**Objective**
Please rewrite the listing below, changing every "trace" to "draw" and leaving everything else as it is.

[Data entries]
____________

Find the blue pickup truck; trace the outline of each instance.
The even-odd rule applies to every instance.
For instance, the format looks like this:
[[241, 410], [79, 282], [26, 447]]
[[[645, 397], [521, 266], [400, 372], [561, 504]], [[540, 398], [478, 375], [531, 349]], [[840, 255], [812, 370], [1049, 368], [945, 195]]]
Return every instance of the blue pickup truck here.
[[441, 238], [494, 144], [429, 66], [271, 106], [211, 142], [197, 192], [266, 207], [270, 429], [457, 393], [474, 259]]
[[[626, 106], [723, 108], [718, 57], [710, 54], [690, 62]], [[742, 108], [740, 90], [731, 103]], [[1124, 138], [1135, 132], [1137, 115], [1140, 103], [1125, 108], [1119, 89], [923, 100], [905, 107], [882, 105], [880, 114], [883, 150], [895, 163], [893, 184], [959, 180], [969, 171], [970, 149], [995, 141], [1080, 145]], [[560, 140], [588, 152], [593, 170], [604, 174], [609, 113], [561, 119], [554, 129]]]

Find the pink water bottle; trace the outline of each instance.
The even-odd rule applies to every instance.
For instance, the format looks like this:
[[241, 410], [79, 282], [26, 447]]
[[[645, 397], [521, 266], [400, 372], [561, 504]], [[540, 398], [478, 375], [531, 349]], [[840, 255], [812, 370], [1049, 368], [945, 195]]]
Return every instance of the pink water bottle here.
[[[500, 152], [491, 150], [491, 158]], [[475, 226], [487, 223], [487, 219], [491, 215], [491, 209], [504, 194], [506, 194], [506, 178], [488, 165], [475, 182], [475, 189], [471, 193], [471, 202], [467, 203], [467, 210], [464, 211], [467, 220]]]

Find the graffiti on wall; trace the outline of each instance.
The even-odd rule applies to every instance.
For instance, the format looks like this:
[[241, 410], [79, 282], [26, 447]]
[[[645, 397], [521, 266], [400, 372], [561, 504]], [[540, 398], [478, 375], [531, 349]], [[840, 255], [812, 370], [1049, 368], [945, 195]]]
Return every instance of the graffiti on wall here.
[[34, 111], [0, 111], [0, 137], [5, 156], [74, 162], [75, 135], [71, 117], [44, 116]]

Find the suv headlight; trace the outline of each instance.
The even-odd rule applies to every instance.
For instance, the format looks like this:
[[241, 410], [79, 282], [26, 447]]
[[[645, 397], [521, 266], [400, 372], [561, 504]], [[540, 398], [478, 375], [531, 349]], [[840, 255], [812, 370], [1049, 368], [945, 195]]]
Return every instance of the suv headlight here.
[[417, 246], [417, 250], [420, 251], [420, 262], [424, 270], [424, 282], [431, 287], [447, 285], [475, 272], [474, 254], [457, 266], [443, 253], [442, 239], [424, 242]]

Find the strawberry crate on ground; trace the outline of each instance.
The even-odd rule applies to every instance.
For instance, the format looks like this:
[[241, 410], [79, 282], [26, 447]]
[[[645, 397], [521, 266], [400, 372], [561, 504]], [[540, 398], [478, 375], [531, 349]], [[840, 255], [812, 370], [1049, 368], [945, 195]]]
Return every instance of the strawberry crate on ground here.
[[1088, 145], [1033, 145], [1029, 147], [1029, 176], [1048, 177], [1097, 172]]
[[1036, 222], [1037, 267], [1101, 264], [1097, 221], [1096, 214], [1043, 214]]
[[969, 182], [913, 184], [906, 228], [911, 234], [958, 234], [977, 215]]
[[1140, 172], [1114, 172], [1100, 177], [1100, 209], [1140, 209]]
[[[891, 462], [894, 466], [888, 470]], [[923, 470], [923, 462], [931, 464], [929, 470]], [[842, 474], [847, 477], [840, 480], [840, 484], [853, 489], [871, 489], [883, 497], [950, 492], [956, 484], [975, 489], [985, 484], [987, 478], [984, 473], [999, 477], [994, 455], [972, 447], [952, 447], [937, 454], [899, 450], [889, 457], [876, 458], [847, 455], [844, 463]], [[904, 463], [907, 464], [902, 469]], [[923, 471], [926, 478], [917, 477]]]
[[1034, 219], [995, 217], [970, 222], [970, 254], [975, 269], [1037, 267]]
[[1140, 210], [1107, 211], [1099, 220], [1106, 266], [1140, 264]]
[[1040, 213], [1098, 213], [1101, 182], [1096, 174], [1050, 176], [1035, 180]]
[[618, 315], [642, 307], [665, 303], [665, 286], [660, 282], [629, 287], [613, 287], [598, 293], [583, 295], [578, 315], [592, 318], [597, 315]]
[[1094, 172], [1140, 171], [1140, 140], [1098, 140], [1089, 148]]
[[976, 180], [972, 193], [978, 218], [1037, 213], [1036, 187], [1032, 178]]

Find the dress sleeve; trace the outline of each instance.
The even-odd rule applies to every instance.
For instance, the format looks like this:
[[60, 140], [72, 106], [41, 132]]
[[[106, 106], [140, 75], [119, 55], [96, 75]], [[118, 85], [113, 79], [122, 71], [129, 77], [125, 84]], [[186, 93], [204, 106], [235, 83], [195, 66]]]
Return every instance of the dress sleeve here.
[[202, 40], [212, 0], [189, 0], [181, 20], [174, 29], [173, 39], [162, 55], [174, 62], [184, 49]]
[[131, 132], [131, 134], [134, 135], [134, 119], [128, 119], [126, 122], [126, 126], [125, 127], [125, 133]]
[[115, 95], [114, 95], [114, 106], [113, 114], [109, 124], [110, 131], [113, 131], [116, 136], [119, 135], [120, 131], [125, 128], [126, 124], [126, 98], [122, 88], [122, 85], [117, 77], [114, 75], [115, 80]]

____________

**Expected answer**
Find the blue pickup truck; draw the outline of each instance.
The even-odd rule applies to every instance.
For instance, the format looks like this:
[[241, 410], [79, 282], [26, 447]]
[[[645, 397], [521, 266], [400, 372], [561, 504]], [[540, 398], [478, 375], [531, 349]], [[840, 255], [812, 370], [1049, 368], [945, 195]]]
Return every instance of the blue pickup truck here.
[[441, 238], [494, 144], [429, 66], [271, 106], [211, 142], [197, 192], [266, 207], [270, 429], [457, 393], [474, 259]]
[[[626, 106], [723, 108], [718, 57], [710, 54], [690, 62]], [[742, 108], [740, 90], [731, 103]], [[1124, 138], [1135, 132], [1137, 115], [1140, 103], [1125, 108], [1119, 89], [923, 100], [905, 107], [882, 105], [880, 114], [883, 150], [895, 163], [893, 184], [959, 180], [969, 171], [970, 149], [995, 141], [1080, 145]], [[560, 140], [588, 152], [593, 170], [604, 174], [609, 113], [561, 119], [554, 129]]]

Find the pink water bottle; draw the outline of each instance.
The even-odd rule applies to every instance.
For instance, the format looks like this:
[[241, 410], [79, 282], [26, 447]]
[[[645, 397], [521, 266], [400, 372], [561, 504]], [[540, 398], [478, 375], [531, 349]], [[840, 255], [812, 370], [1049, 368], [945, 195]]]
Return every instance of the pink water bottle here.
[[[500, 152], [491, 150], [491, 158]], [[475, 226], [487, 223], [487, 219], [491, 215], [491, 209], [504, 194], [506, 194], [506, 178], [488, 165], [475, 182], [475, 189], [471, 193], [471, 202], [467, 203], [467, 210], [464, 211], [467, 220]]]

Find the graffiti on wall; draw the outline of each instance.
The even-odd rule applies to every instance.
For instance, the format looks like this:
[[241, 410], [79, 282], [26, 447]]
[[[645, 397], [521, 266], [400, 372], [561, 504]], [[540, 398], [478, 375], [531, 349]], [[840, 255], [812, 370], [1049, 368], [945, 195]]]
Return every instance of the graffiti on wall here.
[[34, 111], [0, 111], [0, 137], [5, 156], [74, 162], [75, 135], [71, 117], [44, 116]]

Find the suv headlight; draw the outline of each instance.
The even-odd rule applies to every instance.
For instance, the format looks like this:
[[241, 410], [79, 282], [26, 447]]
[[[645, 397], [521, 266], [400, 372], [561, 504]], [[540, 398], [478, 375], [531, 349]], [[840, 255], [812, 370], [1049, 368], [945, 195]]]
Return every instance of the suv headlight here.
[[417, 246], [417, 250], [420, 251], [420, 262], [424, 270], [424, 282], [431, 287], [447, 285], [475, 272], [474, 254], [457, 266], [443, 253], [442, 239], [424, 242]]

Find the strawberry crate on ground; draw the outline of each instance.
The even-odd rule applies to every instance.
For instance, the format looks like this:
[[241, 410], [79, 282], [26, 447]]
[[[645, 397], [521, 266], [400, 372], [561, 504]], [[540, 398], [478, 375], [531, 349]], [[840, 255], [812, 370], [1049, 368], [945, 195]]]
Return every instance of the strawberry crate on ground here.
[[1088, 145], [1033, 145], [1029, 147], [1029, 176], [1048, 177], [1097, 172]]
[[1036, 222], [1037, 267], [1101, 264], [1097, 221], [1096, 214], [1043, 214]]
[[969, 182], [913, 184], [906, 228], [911, 234], [958, 234], [977, 215]]
[[1140, 172], [1114, 172], [1100, 177], [1100, 209], [1140, 209]]
[[[891, 462], [894, 466], [888, 470]], [[923, 470], [923, 462], [931, 464], [929, 470]], [[842, 474], [847, 477], [840, 480], [840, 484], [853, 489], [871, 489], [883, 497], [950, 492], [956, 484], [975, 489], [985, 484], [987, 478], [984, 473], [999, 477], [994, 455], [972, 447], [952, 447], [937, 454], [899, 450], [889, 457], [876, 458], [847, 455], [844, 463]], [[904, 463], [907, 464], [902, 469]], [[923, 471], [926, 478], [917, 477]]]
[[1034, 219], [995, 217], [970, 222], [970, 254], [975, 269], [1037, 267]]
[[1140, 210], [1107, 211], [1099, 220], [1106, 266], [1140, 264]]
[[1040, 213], [1098, 213], [1101, 182], [1096, 174], [1050, 176], [1035, 180]]
[[618, 315], [642, 307], [665, 303], [665, 286], [660, 282], [629, 287], [613, 287], [598, 293], [583, 295], [578, 315], [592, 318], [597, 315]]
[[1094, 172], [1140, 171], [1140, 140], [1098, 140], [1089, 148]]
[[976, 180], [972, 193], [978, 218], [1037, 213], [1036, 187], [1032, 178]]

Find the dress sleeve; draw the outline of each instance.
The even-odd rule applies to every instance.
For instance, the format looks like this:
[[60, 140], [72, 106], [41, 132]]
[[[106, 106], [140, 75], [119, 55], [96, 75]], [[118, 85], [113, 79], [122, 71], [129, 77], [125, 84]], [[186, 93], [204, 106], [235, 83], [195, 66]]]
Return every instance of the dress sleeve here.
[[202, 40], [212, 0], [189, 0], [181, 20], [174, 29], [173, 39], [162, 55], [174, 62], [184, 49]]
[[131, 132], [131, 134], [134, 135], [134, 119], [128, 119], [126, 122], [126, 126], [125, 127], [125, 133]]
[[115, 95], [114, 95], [114, 106], [113, 114], [109, 124], [110, 131], [113, 131], [116, 136], [119, 135], [120, 131], [125, 128], [126, 124], [126, 98], [122, 88], [122, 85], [117, 77], [114, 75], [115, 80]]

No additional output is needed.